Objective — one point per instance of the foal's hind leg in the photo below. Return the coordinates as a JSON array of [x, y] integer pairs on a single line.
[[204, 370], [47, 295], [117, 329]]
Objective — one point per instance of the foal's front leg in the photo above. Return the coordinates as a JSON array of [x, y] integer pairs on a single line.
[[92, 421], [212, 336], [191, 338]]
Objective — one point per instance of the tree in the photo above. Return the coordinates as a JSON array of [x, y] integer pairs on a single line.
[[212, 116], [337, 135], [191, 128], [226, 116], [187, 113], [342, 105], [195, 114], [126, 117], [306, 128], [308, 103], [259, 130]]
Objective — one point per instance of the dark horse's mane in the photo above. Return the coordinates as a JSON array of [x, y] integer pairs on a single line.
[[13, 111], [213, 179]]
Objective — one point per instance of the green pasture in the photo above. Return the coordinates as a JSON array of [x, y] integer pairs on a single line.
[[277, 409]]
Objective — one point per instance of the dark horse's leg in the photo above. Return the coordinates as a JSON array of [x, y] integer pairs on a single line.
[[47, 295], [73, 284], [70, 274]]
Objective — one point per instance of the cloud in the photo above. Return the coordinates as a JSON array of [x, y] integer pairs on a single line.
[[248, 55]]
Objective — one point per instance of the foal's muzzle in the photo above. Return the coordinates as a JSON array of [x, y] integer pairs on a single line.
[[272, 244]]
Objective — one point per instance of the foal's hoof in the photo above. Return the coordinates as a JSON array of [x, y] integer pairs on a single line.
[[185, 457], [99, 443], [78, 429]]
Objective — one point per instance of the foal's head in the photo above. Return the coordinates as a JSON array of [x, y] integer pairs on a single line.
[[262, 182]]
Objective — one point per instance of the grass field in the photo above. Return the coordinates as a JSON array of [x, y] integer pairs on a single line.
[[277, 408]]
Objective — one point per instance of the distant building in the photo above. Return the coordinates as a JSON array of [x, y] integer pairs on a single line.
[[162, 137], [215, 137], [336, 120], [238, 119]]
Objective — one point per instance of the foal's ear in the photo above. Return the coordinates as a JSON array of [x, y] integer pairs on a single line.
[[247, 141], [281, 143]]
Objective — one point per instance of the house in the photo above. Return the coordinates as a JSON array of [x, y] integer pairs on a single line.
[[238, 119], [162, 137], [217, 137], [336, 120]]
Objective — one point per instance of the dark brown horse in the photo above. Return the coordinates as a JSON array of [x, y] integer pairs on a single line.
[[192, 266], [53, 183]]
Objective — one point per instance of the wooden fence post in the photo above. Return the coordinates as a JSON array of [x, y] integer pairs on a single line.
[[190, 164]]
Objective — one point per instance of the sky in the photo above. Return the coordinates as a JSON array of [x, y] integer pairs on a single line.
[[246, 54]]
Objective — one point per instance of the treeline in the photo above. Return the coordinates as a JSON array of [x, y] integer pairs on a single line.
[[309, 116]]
============
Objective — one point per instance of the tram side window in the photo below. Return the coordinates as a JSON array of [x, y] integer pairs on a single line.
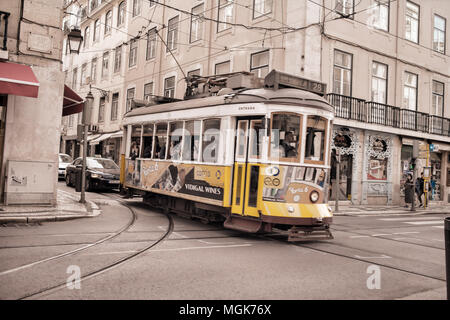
============
Exercise prompt.
Can you give the entries starting at the line containing "Objective — one point per instance of the foal's hind" and ending at the line containing "[[272, 244]]", both included, as a two-column CSV headed instruction and answer, with one row per entry holding its text and its answer, each in a single quoted field with line breaks turned into spaces?

Answer to the problem.
instruction,answer
"Objective — one point per instance of the foal's hind leg in the photo below. Return the coordinates as a JSON array of [x, y] integer pairs on a single line.","[[204, 370], [47, 295], [117, 329]]"
"Objective — one point per instance of the foal's front leg in the photo above. Return the coordinates as a JSON array of [x, y] integer pairs on a single line.","[[92, 421], [212, 336], [191, 338]]"
"Objective — one point per instance of the tree in the photo above. Return the coordinates as a JSON array of [x, y] integer pairs on a single line.","[[212, 116], [337, 135], [191, 128], [226, 116], [187, 113], [342, 105], [195, 114], [126, 117], [306, 128], [308, 103], [259, 130]]"
"Objective — one point per instance of the dark horse's mane in the photo above. Return the coordinates as a JSON array of [x, y] integer pairs on a single line.","[[13, 111], [213, 179]]"
"Objective — one point per instance of the green pasture in the photo above. Return the coordinates as a JSON array of [x, y] integer pairs on a single line.","[[277, 409]]"
"Objective — one point per instance of the dark horse's leg in the photo above. Return the coordinates as a JSON array of [x, y] integer pairs on a single line.","[[47, 295], [73, 284], [70, 274]]"
"Objective — one point per instance of the cloud in the photo above. Return the coordinates as a JSON array of [x, y] integer pairs on a single line.","[[248, 55]]"
"Objective — one point per instance of the foal's muzzle in the photo above. Return the coordinates as a JSON array of [x, y] integer pairs on a single line.","[[272, 244]]"